YOUR OBJECTIVE:
A full, exact copy of the records below is the required answer.

[Extracted data entries]
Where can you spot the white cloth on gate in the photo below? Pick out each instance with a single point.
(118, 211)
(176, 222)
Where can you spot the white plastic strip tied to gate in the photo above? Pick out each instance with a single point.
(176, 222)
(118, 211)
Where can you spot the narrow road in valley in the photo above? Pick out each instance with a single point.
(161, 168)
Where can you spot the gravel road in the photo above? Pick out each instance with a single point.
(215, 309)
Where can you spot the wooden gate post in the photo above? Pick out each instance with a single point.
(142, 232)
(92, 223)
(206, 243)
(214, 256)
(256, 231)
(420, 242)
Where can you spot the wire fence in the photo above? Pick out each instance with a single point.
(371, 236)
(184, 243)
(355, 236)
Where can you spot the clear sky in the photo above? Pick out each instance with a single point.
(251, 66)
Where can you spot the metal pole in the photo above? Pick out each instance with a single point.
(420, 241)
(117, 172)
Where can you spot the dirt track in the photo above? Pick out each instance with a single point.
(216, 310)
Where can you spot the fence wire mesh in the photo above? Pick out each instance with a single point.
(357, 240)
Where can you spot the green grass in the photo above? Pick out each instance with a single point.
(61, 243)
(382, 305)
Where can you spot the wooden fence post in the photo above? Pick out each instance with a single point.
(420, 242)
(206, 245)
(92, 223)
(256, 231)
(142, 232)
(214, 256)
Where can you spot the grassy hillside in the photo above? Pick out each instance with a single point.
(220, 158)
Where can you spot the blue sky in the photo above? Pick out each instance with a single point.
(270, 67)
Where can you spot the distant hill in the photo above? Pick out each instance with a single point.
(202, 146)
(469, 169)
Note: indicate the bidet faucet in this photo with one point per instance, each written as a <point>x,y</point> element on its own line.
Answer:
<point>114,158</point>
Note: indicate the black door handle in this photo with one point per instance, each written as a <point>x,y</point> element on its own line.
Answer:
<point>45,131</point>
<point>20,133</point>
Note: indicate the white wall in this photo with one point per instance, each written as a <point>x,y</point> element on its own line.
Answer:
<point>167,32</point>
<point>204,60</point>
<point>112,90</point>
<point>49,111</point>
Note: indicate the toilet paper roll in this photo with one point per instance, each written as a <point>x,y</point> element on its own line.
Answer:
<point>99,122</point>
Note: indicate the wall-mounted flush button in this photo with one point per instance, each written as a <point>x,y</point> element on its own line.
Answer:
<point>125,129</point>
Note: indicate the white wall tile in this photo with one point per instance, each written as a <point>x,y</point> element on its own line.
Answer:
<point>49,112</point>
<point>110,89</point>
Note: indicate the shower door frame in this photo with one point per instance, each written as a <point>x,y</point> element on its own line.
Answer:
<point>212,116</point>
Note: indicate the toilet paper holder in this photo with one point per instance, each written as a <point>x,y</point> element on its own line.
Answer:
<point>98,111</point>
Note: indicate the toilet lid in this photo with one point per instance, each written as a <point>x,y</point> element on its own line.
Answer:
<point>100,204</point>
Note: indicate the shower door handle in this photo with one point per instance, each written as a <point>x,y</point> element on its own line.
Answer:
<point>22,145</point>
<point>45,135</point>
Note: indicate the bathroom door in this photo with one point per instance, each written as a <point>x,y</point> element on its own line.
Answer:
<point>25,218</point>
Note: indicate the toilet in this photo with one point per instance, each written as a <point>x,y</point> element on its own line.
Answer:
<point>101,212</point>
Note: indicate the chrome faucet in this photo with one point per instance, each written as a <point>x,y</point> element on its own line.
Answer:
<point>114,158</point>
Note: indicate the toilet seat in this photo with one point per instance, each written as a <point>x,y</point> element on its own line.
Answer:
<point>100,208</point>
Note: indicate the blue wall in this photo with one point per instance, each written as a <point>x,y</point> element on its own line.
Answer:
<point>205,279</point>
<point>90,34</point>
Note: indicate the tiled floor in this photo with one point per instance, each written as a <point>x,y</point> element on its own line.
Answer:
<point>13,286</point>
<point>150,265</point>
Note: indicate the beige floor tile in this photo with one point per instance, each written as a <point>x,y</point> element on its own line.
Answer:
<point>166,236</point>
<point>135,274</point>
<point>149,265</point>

RESPONSE:
Where can you spot the white cloth on gate in the photo below? Pick out each instance with a single point.
(118, 211)
(176, 222)
Where can you spot the white plastic strip tied to gate in the photo above? Pick out each instance with a single point.
(176, 222)
(118, 211)
Where can you spot the narrow road in valley in the photo above? Pick out each instance with a single point.
(161, 168)
Where can you spot the gravel road in the photo above? Pick out each instance with a single point.
(215, 309)
Where can you spot the wooden gate post in the photo above? Pick out each instance with a single point.
(142, 232)
(92, 223)
(206, 243)
(214, 256)
(256, 231)
(420, 242)
Where can you spot the wire fence in the photo above? Pick out each instance with a single point.
(371, 236)
(184, 243)
(355, 236)
Where can you spot the clear sky in the photo above? Pick out each instance with a single point.
(251, 66)
Where can you spot the metal pole in the photo above? Pick out each instance with a single point.
(420, 241)
(117, 172)
Where can you spot the dirt track in the photo above? Pick out each instance with a single point.
(216, 310)
Where can you spot the fence wire mesh in the photo above? Pick out each instance with a single point.
(357, 240)
Where can you spot the green grass in the photo above? Pick out each instance with a single point.
(61, 243)
(382, 305)
Where can you spot the wooden fence post in the photo above? Pick out each instance with a single point.
(420, 242)
(206, 245)
(92, 223)
(256, 231)
(142, 232)
(214, 256)
Where can you spot the grassy hillside in the photo above? Pick out each instance with a single point.
(220, 158)
Where can you spot the blue sky in the photo above? Pick out each instance with a single point.
(270, 67)
Where can you spot the distant hill in the photo above? Pick out each instance with a single point.
(202, 146)
(469, 169)
Note: indicate the bidet faucet in this photo with one point per instance, each written as a <point>x,y</point> element on its own line.
Answer:
<point>114,158</point>
Note: indicate the black door handle in this photo with one point per instance, each written as a <point>x,y</point> element on its own line.
Answer:
<point>45,131</point>
<point>20,133</point>
Note: indicate the white wall in this photo with one point per instance, each written as a <point>x,y</point> element on its own line.
Answer:
<point>167,32</point>
<point>204,60</point>
<point>112,90</point>
<point>49,111</point>
Note: indicate the toilet paper roll in this photo with one point per instance, each written as a <point>x,y</point> element on its own line.
Answer:
<point>99,122</point>
Note: indicate the wall-mounted flush button in this photo with one point per instance, each written as a <point>x,y</point> element on its own line.
Answer:
<point>125,129</point>
Note: indicate the white wall tile in this photo with one point per instance, each written as a <point>x,y</point> element on its own line.
Answer:
<point>49,112</point>
<point>110,89</point>
Note: indicate the shower door frame in this photo with one point per instance, each written as a <point>x,y</point> element on its own line.
Answer:
<point>212,116</point>
Note: indicate the toilet paper holder in this photo with one point per instance, each written as a <point>x,y</point> element on its own line.
Answer:
<point>98,111</point>
Note: indicate the toilet lid in this photo with one point per instance, each written as a <point>x,y</point> element on its own line.
Answer:
<point>100,204</point>
Note: indicate the shower door handle in this photo with one point per instance, each written as a <point>x,y</point> element on its own line.
Answer:
<point>22,145</point>
<point>45,135</point>
Note: indicate the bathroom door in this photo with one point per instance, each written as a <point>x,y</point> element on its own line.
Answer:
<point>25,218</point>
Note: indicate the toilet in this photo with one point per instance, each written as a <point>x,y</point> element on its own line.
Answer:
<point>101,212</point>
Note: indicate the chrome faucet in this photo with one point per instance, each written as a <point>x,y</point> element on its own line.
Answer:
<point>114,158</point>
Note: indicate the toilet seat in this photo with one point per instance, each written as a <point>x,y</point> element on its own line.
Answer:
<point>100,208</point>
Note: indicate the blue wall in this photo with one point per instance, each written as a <point>x,y</point> element on its own line.
Answer:
<point>205,279</point>
<point>90,34</point>
Note: indicate the tiled floor in this photo with one point per instance, each written as a <point>x,y</point> element on its own line.
Answer:
<point>13,286</point>
<point>150,265</point>
Note: indicate the beige floor tile in this photo with one point per instance, each written as a <point>x,y</point> element on its own line.
Answer:
<point>166,236</point>
<point>135,274</point>
<point>149,265</point>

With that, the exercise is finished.